PASSAGE PROVIDED:
Marvel’s Luke Cage
NetFlix Original Series
Season 1, Episode 12: You Know My Steez
Air Date: 30 September 2016
Starring: Mike Colter, Frankie Faison, Simone Missick, Theo Rossi, Frank Whaley, and Alfre Woodard
WARNING: SPOILERS – review written for those following the show who have watched episode thirteen through its completion!
And so we come to the final chapter. It’s been a ride. It has not always been exciting. It hasn’t always been perfect. There has definitely been some stumbling along the way. While my overall takeaway from the series is positive, I just felt there were some strange choices they made along the way that leaves me feeling like the whole first season does not knit entirely together as a singular, cohesive, solid story. But, oh well, let’s make this discussion about the final episode.
Episode 13 opens with a scene of a young Carl Lucas being taught to box by William Stryker. Ostensibly because someone fronted Carl in front of a store after a football game or something. Whatever the reason, we are clearly telegraphed that what we are about to experience is the repeat of a battle that has been brewing for many and many a year.
The fight was pretty damned righteous. But there really is no need to discuss much of it. It was awesome, and I loved it. Natch?
What bears discussion in this episode is the really weird pacing of the whole episode. What we get is a 15 to 20-minute fight scene and then what amounts to a 40 minute or greater dénouement. So that’s ok; it’s a choice, and it has been done before, or at least similar arrangements have definitely been done. What’s bothersome in this take is that I wish more would have happened. And that it would have been cleaner, tighter, and sharper. Probably shorter, too. I was originally excited when I saw how much time was left in the episode after the last blow was landed. I was jazzed to see what I thought was going to be a ton of resolution and unpacking of pent up feelings. But it was anything but.
And, yeah, sure, we got some of that. But not often and not enough. Mariah and Shades continue their macabre Bonnie and Clyde bit, and I mean, dat shizz gets really dark and heavy this episode. While the two of them have murdered in the past, it has always been a rapist, or a thug on the gang payroll, or Cottonmouth himself. This is the first time that we directly witnessed their brutality visited on an innocent woman. And the lead up to it is fraught with tension as we had to sit through a total “will he or won’t he” scene as well as forplay beforehand before we could move on. And then we get the absolutely biggest creep-show that I’ve seen in a while, as Mariah kisses Shades in one of the outro scenes. I still feel like I need to take a shower. This is like Mrs Robinson kissing Jeffrey Dahmer in a Woody Allen movie. Just…uuuuugggghhhhhhhhh.
There were a few other parts that did not work as well as I would have liked, either. I kept wanting Misty Knight to just tumble over the edge, turn in her badge and gun, and resign from the NYPD. I’m not really sure why they kept taking her so close to the precipice of fulfilling her comic book legacy. In fact, I’m not sure why they did not go ahead and lose her arm so that she could get the bionic one earlier this season when Diamondback shot her. And while Simone Missick’s performance in this episode were great, I felt that her leave-off fell short. I’m not sure why you do everything with that character but put a bow on it and then just walk away without fully showing your commitment to telling her story.

Lines from a pointing dataset:
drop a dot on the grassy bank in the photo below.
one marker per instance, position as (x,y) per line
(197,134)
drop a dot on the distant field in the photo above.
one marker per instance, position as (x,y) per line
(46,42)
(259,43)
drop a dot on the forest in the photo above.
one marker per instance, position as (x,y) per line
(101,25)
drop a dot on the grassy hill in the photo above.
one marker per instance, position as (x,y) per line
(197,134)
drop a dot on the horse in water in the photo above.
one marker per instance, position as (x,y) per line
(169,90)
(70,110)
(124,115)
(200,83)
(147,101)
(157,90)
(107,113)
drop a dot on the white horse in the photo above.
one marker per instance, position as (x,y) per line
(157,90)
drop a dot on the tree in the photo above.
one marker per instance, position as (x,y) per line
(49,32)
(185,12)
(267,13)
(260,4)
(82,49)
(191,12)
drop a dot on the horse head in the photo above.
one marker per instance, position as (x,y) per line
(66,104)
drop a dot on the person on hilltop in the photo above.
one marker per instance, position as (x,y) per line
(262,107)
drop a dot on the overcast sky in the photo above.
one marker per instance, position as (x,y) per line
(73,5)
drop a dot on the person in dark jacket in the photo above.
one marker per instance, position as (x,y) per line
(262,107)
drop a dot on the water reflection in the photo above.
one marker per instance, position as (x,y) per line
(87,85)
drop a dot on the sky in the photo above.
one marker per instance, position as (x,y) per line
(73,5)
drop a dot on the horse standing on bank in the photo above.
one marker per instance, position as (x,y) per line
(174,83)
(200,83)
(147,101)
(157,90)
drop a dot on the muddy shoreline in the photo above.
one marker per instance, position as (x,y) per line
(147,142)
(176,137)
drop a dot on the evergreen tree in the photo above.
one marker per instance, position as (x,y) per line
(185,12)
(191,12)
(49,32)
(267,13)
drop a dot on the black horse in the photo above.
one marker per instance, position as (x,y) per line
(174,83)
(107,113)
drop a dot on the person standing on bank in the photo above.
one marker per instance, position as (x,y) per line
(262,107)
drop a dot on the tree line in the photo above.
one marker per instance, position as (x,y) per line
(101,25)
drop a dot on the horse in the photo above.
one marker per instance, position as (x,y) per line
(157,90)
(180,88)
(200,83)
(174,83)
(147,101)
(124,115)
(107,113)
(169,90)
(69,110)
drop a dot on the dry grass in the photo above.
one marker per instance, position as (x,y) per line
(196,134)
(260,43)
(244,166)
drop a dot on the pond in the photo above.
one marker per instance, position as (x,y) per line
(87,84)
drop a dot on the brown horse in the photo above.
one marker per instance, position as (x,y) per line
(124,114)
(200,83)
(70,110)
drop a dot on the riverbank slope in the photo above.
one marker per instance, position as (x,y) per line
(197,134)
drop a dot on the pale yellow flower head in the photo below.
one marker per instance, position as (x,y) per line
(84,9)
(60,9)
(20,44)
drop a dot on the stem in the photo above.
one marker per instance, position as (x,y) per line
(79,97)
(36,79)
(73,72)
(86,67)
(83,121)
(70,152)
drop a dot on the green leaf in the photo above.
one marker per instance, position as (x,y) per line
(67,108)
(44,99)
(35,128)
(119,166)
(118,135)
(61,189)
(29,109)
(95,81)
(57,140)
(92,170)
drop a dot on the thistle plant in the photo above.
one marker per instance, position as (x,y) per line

AIM:
Write the next part of the Luke Cage episode review, picking up after its last sentence. You will not need the lines to do this.

EXPECTED ANSWER:
I also was not a fan of the final final ending, which results in Luke Cage getting arrested…again. This is starting to become a running gag on the show, sort of like it was on the A-Team. In an era where shows are doing a thing, then saying that wasn’t what happened, only to turn around and do it again “but for real this time”, with the result in the true realization of a given character’s fate being met with viewer sarcasm, this just seemed like the incorrect approach. There’s another show out there that did the same thing, did something to a character, took it back 3 or 4 episodes later, only to then yank the rug out from under us at the start of the following season. The one thing we did get out of this sequence was confirmation of Luke and Claire’s love for each other, and confirmation that the file proving Carl Lucas’ innocence (the mess that landed him in Seagate in the first place), thought to have been lost in the fight at Pops’ Barbershop, is intact and in good hands.
Another over-telegraph that happens is that we get the 15th instance of someone commenting on how hard it seems to be to keep Pop’s old shop a barbershop and that maybe Luke should do something else with it. Just make it the damned Heroes for Hire offices already. Enough with the foretelling.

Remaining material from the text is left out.